▶ EXTRACT PROVIDED
________
The Government of the Federal Republic of Germany states that the fact that the beneficiary of aid is a State agency does not exclude the possibility that there is aid within the meaning of Article 92 of the EEC Treaty. However, the form of financing chosen by the legislature, namely the obligatory payment of a contribution, does not make the Fund, which is a self-governing institution of the agricultural economic system, a recipient of aid within the meaning of Article 92 of the Treaty.

Question (e)

In judging whether a State measure distorts competition it does not matter whether similar measures distorting competition are adopted by other Member States of the Community. Market research and advertising, however, by a State agency cannot be regarded as affecting trade between Member States and distorting competition where the activity of the State agency benefits both domestic and foreign producers.

Question (f)

With regard to the question whether a charge, which is not levied on the imported product itself but when it is processed, is a charge having an effect equivalent to a dustoms duty, the Government of the Federal Republic of Germany takes the view that the contributions in question cannot be classified as charges having an effect equivalent to customs duties.

According to the judgments in Cases 77/72 Capolongo and 94/74 IGAV there can in the case of a non-discriminatory system of domestic charges be said to be a charge having an effect equivalent to a customs duty only where the goods bearing the charge and those benefiting from it are in competition with one another and to the extent that there is a specific advantage in competition for the domestic products. In the case of the Fund the resources arising from the contribution exacted both from home-produced fruit and vegetables and from imported products are used to help the sale of products processed in Germany both from imported and home-produced fruit and vegetables. The advantage from the charge does not, therefore, benefit the domestic raw product competing with the imported product.

Question (g)
________
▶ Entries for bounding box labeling
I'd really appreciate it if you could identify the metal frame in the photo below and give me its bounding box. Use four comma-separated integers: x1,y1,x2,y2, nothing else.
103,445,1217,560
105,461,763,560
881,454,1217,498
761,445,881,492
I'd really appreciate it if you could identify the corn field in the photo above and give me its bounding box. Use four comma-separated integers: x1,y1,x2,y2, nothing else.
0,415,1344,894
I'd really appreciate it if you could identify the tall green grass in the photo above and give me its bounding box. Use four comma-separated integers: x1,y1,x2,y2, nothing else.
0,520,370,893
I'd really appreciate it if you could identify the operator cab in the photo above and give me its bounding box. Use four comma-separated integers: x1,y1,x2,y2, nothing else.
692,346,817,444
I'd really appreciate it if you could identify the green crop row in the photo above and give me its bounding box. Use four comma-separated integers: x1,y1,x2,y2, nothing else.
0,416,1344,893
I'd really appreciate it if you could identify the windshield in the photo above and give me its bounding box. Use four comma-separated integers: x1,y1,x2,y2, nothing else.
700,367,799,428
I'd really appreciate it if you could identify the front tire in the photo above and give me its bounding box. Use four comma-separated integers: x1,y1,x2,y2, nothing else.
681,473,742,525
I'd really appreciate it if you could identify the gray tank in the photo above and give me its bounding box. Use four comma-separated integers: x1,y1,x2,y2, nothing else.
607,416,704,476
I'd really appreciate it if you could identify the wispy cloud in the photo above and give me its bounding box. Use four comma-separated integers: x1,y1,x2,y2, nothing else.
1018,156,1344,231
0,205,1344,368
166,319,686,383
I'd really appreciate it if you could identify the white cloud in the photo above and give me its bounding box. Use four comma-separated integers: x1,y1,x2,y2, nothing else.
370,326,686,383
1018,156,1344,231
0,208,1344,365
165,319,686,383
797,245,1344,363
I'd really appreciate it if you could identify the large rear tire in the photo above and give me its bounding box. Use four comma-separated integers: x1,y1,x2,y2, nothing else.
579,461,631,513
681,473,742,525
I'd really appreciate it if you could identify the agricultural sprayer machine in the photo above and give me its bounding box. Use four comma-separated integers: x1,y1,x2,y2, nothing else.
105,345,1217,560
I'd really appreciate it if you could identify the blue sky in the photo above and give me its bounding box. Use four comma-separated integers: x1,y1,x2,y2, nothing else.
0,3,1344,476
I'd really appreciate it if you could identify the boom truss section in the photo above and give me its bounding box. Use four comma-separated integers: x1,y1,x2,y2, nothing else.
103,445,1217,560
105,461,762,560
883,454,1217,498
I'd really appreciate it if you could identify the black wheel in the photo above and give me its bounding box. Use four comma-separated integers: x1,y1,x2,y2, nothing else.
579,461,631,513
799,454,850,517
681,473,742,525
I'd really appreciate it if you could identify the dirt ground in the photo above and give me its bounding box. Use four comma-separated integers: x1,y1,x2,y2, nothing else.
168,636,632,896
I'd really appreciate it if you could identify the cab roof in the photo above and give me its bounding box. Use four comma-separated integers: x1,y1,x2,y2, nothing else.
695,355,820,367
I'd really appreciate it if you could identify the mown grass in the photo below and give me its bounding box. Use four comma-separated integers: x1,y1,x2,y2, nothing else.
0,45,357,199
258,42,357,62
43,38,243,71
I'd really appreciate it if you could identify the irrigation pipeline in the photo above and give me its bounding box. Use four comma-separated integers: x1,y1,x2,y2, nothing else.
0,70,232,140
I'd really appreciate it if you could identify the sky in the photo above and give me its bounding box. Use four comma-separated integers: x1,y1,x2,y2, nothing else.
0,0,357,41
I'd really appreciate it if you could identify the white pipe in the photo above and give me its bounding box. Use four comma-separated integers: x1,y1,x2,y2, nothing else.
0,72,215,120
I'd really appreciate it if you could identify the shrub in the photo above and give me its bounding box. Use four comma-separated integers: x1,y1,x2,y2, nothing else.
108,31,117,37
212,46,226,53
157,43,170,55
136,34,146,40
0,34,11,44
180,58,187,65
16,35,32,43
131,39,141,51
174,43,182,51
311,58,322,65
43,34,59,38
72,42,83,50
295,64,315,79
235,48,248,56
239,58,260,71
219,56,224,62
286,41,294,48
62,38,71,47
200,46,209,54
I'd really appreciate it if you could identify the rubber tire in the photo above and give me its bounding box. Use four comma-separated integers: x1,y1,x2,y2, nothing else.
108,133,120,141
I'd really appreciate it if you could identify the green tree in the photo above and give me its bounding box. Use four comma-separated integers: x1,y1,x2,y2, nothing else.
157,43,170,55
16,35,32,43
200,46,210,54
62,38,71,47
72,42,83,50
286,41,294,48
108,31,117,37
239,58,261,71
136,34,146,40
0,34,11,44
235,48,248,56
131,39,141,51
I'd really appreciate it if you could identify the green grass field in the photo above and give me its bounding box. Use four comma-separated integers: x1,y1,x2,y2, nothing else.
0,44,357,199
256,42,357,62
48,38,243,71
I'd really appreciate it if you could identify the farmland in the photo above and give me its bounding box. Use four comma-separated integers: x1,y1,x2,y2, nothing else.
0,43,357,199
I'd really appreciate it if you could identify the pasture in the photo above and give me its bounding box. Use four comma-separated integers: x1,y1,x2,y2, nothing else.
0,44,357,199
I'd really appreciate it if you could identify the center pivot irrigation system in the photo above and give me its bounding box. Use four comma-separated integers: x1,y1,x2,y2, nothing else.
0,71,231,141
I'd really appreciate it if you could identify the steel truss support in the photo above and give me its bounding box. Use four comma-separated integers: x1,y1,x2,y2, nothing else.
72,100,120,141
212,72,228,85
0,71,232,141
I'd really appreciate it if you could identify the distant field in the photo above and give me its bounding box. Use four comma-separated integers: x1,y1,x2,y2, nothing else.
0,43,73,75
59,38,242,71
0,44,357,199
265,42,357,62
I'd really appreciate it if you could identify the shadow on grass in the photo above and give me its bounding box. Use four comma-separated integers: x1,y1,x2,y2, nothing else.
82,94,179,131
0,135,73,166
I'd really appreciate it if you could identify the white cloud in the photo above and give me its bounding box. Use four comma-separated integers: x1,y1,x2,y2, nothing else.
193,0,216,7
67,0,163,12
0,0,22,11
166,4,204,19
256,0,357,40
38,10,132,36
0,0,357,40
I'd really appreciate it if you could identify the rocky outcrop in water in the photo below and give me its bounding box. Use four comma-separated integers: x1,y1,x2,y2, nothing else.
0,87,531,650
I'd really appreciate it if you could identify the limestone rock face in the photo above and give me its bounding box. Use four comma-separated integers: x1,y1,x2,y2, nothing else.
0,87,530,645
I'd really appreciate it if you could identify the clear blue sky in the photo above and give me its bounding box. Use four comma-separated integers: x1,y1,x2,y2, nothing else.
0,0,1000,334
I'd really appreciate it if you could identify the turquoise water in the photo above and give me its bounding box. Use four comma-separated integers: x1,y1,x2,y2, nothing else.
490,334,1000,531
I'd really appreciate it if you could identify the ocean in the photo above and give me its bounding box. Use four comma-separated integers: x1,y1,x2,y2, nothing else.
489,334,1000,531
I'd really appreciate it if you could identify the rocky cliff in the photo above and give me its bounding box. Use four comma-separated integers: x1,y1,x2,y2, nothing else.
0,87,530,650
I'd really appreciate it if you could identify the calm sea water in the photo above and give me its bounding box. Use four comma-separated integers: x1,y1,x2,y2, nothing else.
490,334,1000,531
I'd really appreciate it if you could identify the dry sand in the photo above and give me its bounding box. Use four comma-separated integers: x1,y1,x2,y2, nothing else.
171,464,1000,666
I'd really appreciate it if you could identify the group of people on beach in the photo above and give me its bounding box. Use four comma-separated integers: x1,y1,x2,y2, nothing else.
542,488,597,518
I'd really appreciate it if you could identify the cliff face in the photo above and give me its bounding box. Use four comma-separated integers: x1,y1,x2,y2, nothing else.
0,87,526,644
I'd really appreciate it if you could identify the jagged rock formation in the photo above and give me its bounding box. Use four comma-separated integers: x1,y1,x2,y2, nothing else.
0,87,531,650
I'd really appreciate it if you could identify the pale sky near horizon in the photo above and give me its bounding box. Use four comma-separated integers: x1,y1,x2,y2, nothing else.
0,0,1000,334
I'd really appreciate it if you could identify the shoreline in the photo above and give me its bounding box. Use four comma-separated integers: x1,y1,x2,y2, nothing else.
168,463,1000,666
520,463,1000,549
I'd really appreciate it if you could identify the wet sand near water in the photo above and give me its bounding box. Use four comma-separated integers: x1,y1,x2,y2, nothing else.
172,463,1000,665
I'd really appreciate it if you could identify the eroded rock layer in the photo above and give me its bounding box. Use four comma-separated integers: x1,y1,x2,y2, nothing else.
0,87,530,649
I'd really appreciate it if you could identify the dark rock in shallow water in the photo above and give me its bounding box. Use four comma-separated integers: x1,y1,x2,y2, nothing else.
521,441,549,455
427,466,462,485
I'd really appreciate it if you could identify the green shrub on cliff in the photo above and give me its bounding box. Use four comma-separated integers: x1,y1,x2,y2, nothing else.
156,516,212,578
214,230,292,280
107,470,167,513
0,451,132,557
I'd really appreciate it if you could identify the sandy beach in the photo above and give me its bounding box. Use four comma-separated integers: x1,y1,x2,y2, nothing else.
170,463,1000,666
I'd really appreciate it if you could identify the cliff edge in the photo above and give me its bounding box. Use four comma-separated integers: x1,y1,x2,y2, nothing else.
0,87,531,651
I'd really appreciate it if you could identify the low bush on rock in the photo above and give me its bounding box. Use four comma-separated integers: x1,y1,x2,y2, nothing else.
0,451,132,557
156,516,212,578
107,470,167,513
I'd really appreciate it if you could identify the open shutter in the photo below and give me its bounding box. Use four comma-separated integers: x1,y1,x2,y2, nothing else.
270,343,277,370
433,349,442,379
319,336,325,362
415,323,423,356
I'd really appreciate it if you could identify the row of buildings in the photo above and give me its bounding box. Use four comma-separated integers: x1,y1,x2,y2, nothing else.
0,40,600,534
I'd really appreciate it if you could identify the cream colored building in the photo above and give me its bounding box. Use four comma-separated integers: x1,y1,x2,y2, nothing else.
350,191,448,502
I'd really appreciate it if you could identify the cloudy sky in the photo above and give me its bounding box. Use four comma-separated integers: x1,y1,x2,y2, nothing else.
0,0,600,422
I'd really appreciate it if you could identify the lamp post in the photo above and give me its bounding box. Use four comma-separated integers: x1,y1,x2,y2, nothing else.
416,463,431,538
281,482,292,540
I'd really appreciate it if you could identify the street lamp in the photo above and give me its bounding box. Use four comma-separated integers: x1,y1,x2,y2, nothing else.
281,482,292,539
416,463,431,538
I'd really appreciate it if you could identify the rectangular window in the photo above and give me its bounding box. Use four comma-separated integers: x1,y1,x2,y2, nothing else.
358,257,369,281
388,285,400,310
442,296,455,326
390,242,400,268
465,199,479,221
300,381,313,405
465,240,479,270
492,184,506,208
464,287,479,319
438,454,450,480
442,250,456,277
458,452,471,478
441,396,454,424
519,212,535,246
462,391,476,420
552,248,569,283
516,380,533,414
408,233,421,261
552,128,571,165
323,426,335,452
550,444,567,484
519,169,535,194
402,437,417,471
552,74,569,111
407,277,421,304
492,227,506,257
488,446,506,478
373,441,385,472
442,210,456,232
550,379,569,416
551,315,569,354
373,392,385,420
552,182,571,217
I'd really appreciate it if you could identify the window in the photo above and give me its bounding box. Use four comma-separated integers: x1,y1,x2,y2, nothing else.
________
▶ COMPLETE THE FOLLOWING
1 - Answer these questions using the extract above the rows:
(a) How does the extract describe the Fund?
(b) Which two judgments does the extract cite?
(c) On which products is the contribution to the Fund exacted?
2 - Duplicate the part of the extract above the rows, starting at "In judging whether" and ending at "Question (f)".
3 - List every question heading that appears in the extract above the rows.

▶ TASK-BY-TASK OUTPUTS
1 -
(a) A self-governing institution of the agricultural economic system.
(b) Cases 77/72 Capolongo and 94/74 IGAV.
(c) On both home-produced fruit and vegetables and imported products.

2 -
In judging whether a State measure distorts competition it does not matter whether similar measures distorting competition are adopted by other Member States of the Community. Market research and advertising, however, by a State agency cannot be regarded as affecting trade between Member States and distorting competition where the activity of the State agency benefits both domestic and foreign producers.

Question (f)

3 -
Question (e)
Question (f)
Question (g)